The truly important achievements in compression were those that were "enabling". At a time when streaming even CD-quality audio was prohibitive (few people had data service that would handle it), mp3 compression enabled an industry. Even for non-streaming it was huge—a costly hard-drive based iPod didn't hold many tunes uncompressed.

Compression just to have a smaller size is not enabling, but it does give consumers choice and has value.

Amir's point on the data savings for Tidal—yes, that translates into a substantial savings on the storage system. The negative is that it basically moves that cost to the consumer (for DAC, any additional cost or streaming service—they may get some back in data rates, but that would mostly be for mobile phone use, which seems to work against the idea of being able to hear the difference in hi-res audio. Also, I'm not sure if I understand correctly that maybe you can use software decoding with Tidal? possibly saving on the DAC bump for MQA?).

» Stated task 1:
Return the stretch of the compression post from "Amir's point on" through "bump for MQA?).", copied word for word.
The compression post and the records were taken from separate sources.

» Data supplied:
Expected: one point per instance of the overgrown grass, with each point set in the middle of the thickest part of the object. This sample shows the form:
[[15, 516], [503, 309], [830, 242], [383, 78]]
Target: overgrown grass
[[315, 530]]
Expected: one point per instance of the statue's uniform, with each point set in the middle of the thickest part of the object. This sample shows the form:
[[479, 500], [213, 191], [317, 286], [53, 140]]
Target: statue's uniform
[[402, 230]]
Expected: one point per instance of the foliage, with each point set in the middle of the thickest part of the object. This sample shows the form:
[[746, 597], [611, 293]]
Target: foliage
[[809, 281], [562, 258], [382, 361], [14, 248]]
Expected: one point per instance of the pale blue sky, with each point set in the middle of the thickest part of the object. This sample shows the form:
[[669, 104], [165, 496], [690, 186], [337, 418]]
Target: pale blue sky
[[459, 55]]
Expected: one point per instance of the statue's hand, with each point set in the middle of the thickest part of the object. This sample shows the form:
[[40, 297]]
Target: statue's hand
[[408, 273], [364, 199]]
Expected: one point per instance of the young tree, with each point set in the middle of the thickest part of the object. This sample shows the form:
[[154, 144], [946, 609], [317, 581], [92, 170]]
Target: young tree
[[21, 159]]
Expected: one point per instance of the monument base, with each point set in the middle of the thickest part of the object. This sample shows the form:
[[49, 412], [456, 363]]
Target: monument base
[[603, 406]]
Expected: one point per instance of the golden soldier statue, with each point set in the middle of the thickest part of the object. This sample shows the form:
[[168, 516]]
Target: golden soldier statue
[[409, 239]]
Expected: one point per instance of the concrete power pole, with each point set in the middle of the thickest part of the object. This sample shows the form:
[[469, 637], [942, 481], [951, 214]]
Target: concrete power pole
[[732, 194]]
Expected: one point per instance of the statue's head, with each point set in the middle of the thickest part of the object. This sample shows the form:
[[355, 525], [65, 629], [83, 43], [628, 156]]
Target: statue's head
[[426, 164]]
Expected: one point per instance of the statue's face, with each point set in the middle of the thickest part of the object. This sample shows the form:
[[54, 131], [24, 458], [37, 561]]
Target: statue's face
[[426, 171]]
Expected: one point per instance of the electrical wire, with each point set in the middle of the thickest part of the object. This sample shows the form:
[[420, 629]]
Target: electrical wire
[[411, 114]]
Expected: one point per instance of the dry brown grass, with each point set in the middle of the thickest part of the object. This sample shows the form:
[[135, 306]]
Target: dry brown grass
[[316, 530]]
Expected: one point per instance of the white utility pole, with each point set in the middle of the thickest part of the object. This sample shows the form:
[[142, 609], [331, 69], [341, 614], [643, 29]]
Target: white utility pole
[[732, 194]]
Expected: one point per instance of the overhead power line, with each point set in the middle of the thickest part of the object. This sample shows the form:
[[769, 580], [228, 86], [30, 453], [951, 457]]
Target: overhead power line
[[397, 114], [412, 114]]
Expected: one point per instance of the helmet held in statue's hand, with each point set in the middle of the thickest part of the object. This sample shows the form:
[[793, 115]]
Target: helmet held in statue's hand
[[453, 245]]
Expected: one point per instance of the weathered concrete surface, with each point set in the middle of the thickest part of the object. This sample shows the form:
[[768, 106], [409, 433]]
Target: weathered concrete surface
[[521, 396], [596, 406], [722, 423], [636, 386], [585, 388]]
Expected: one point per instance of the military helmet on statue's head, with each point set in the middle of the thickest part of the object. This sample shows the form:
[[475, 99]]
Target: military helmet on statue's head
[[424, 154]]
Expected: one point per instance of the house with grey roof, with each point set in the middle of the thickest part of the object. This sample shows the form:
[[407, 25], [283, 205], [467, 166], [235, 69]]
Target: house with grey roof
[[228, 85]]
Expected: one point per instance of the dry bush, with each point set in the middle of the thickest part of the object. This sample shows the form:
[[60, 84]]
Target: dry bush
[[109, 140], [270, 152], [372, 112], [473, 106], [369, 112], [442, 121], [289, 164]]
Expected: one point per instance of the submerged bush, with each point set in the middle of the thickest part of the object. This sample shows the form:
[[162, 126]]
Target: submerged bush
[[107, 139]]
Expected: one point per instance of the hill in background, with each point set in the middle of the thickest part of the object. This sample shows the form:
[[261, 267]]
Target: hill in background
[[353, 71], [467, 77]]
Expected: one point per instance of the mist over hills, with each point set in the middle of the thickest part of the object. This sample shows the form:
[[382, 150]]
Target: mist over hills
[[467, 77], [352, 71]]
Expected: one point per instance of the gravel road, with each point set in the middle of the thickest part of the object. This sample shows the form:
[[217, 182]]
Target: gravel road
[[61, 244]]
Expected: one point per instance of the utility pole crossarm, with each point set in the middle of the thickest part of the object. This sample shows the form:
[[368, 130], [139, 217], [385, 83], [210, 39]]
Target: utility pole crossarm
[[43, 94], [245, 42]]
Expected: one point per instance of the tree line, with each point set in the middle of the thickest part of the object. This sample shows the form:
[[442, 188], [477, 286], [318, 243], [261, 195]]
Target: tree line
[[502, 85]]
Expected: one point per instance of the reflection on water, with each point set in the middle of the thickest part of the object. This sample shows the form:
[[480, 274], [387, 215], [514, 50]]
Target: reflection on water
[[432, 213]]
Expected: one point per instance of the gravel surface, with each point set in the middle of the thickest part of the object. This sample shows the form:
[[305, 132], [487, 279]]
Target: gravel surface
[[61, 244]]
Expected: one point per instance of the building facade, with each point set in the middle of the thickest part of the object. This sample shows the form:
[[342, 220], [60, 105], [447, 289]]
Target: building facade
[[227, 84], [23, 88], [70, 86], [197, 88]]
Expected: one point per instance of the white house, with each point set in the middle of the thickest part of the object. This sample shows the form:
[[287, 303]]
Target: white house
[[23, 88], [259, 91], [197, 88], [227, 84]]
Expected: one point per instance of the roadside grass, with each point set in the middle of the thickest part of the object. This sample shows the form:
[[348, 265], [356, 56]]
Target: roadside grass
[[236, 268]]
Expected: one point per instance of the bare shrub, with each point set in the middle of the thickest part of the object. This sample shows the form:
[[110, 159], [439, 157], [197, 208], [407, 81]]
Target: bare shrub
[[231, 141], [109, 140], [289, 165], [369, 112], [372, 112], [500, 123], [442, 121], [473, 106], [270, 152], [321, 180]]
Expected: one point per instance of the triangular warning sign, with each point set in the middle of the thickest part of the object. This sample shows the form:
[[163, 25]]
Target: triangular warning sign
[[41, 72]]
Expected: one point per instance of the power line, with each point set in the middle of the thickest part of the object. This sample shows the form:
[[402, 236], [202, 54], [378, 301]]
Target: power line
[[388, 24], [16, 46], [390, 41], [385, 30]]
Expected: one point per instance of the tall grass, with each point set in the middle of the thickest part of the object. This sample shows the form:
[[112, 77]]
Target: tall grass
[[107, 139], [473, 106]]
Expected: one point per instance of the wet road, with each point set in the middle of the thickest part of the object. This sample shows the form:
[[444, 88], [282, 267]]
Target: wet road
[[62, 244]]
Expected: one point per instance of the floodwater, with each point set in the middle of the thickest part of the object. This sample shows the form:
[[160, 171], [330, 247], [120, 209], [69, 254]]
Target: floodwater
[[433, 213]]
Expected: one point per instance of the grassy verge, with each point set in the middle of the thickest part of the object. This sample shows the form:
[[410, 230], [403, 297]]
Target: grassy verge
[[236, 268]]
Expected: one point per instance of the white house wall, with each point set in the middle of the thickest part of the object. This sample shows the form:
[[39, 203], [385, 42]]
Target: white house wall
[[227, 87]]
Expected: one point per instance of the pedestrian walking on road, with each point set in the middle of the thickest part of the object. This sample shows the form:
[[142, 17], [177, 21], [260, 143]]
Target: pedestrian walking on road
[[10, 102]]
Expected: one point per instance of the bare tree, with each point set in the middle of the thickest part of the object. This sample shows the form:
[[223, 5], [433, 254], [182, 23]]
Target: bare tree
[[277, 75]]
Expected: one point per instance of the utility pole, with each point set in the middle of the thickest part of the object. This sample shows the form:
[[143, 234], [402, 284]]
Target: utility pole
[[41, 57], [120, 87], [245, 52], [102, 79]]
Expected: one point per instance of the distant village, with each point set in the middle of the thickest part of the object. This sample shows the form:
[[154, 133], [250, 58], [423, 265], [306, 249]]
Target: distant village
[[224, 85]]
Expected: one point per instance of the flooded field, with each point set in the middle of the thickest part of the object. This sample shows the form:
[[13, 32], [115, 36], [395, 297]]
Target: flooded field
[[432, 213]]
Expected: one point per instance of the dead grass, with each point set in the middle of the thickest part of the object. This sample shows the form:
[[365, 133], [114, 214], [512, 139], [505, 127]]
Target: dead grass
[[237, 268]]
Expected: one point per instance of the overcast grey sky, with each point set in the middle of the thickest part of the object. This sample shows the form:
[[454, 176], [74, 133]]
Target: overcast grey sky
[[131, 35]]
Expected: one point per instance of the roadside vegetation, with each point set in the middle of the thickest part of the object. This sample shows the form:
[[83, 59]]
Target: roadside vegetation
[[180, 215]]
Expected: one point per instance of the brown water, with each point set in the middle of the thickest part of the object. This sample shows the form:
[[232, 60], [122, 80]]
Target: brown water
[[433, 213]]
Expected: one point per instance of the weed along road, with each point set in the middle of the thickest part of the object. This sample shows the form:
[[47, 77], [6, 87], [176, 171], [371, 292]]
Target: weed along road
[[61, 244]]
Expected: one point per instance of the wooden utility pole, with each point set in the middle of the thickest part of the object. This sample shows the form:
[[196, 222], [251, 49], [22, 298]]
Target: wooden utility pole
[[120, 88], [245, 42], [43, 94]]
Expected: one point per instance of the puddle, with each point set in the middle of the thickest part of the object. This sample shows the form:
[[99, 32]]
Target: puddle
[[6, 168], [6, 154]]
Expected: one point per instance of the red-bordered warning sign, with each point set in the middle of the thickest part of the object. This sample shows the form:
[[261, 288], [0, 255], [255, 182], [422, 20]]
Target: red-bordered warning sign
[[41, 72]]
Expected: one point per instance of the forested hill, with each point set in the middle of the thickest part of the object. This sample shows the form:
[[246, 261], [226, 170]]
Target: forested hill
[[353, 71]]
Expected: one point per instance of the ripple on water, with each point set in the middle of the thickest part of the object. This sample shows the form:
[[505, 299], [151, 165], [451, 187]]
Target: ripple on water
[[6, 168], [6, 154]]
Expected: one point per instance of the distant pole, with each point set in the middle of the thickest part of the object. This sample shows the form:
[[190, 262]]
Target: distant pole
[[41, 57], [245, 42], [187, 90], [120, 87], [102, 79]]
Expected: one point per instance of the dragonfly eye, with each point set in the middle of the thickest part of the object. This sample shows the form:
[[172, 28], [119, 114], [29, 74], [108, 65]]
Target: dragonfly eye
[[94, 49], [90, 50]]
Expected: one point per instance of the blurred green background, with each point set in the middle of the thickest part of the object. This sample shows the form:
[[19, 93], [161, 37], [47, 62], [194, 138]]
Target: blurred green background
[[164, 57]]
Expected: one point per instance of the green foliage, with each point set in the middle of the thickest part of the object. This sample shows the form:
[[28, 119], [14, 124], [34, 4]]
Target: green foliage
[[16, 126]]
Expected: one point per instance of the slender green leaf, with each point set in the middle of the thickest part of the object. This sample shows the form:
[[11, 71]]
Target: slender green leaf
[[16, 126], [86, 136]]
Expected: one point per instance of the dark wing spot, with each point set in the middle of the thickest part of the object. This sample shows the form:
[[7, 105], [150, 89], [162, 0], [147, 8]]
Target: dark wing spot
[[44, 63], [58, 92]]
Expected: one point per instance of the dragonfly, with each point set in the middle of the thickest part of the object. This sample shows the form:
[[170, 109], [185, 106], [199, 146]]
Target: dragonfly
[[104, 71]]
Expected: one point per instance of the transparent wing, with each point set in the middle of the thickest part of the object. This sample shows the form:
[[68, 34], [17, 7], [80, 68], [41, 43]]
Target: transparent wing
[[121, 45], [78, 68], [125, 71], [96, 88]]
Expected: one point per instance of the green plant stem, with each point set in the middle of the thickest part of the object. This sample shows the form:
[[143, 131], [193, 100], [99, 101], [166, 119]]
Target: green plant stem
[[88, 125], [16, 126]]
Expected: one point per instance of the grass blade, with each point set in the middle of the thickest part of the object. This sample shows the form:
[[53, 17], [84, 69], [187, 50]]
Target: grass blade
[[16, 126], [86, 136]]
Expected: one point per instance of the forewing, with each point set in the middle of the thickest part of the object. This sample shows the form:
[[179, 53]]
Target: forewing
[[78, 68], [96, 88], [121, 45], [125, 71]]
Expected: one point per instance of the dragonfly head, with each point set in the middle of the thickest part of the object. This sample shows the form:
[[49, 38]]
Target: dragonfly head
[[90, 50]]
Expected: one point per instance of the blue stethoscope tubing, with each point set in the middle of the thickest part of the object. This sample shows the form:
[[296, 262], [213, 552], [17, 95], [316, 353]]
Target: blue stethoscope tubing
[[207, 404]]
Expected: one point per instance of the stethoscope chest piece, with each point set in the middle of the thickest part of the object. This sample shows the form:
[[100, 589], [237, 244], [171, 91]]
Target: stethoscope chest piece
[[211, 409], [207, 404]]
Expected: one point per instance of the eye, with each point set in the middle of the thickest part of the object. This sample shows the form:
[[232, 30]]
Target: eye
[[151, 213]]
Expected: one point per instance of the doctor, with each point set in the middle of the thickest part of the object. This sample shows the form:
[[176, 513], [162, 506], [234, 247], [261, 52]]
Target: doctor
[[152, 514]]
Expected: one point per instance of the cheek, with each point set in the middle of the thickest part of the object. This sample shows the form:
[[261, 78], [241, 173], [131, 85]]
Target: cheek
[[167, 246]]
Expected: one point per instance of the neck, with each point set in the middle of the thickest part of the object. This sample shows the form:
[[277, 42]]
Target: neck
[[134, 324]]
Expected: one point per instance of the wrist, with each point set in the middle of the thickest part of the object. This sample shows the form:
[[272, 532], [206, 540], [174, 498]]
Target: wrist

» Stated task 2:
Output the stretch of the records from the line containing "Expected: one point per instance of the submerged" through the line containing "[[353, 71], [467, 77]]", both included, as a JSON list of strings with one string per line and blank lines omitted. Include only those lines.

» Expected output 1:
Amir's point on the data savings for Tidal—yes, that translates into a substantial savings on the storage system. The negative is that it basically moves that cost to the consumer (for DAC, any additional cost or streaming service—they may get some back in data rates, but that would mostly be for mobile phone use, which seems to work against the idea of being able to hear the difference in hi-res audio. Also, I'm not sure if I understand correctly that maybe you can use software decoding with Tidal? possibly saving on the DAC bump for MQA?).

» Expected output 2:
[
  "Expected: one point per instance of the submerged bush, with each point set in the middle of the thickest part of the object. This sample shows the form:",
  "[[162, 126]]",
  "Target: submerged bush",
  "[[107, 139]]",
  "Expected: one point per instance of the hill in background, with each point set in the middle of the thickest part of the object. This sample shows the form:",
  "[[261, 267]]",
  "Target: hill in background",
  "[[353, 71], [467, 77]]"
]